▶ _Assigned task_
A complete answer lists every line of the material where the string "tail" occurs.

▶ _Data for the task_
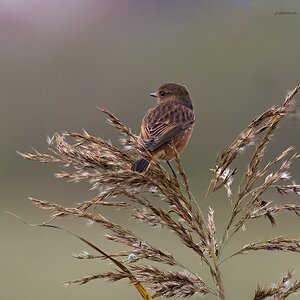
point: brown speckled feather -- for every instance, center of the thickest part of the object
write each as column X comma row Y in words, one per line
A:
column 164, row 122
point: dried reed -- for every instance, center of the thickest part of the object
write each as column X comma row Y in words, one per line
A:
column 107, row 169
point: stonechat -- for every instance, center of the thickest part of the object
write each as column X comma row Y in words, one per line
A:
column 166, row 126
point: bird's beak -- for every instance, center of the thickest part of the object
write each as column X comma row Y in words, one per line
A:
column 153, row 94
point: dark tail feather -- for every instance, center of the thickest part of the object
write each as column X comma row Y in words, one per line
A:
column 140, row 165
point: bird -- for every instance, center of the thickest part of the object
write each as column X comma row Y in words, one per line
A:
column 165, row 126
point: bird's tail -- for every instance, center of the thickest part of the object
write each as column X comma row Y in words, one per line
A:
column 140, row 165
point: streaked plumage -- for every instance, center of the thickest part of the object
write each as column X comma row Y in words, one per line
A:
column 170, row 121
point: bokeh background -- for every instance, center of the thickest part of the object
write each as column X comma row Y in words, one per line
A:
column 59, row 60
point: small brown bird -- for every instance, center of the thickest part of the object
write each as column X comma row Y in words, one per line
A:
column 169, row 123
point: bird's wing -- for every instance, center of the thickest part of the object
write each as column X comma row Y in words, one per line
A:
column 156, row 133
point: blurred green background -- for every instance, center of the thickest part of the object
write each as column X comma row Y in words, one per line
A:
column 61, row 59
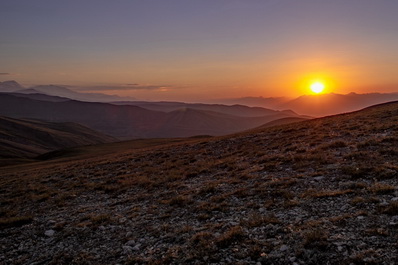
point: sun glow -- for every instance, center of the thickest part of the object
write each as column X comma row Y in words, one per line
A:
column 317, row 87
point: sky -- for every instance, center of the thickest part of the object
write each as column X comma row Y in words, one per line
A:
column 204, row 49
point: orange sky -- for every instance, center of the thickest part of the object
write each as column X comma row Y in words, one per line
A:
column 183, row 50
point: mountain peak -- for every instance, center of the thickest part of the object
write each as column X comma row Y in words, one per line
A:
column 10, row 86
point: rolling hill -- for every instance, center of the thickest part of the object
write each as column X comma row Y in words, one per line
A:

--

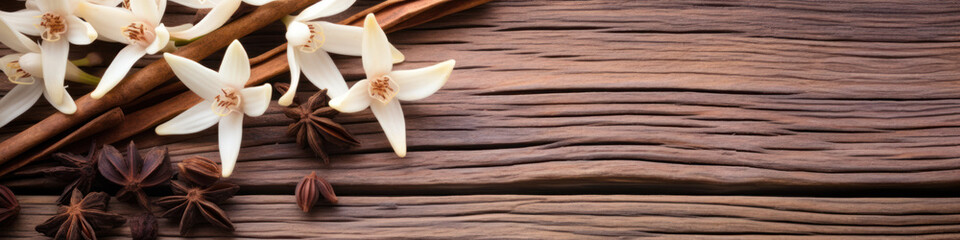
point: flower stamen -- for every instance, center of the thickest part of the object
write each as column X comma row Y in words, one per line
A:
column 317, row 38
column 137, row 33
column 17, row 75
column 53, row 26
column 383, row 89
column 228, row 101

▶ _Result of the exercise_
point: dark tail feather -- for every instance, center of the thickest part of the object
point: bird's tail -- for every instance, center of the thickest part of the object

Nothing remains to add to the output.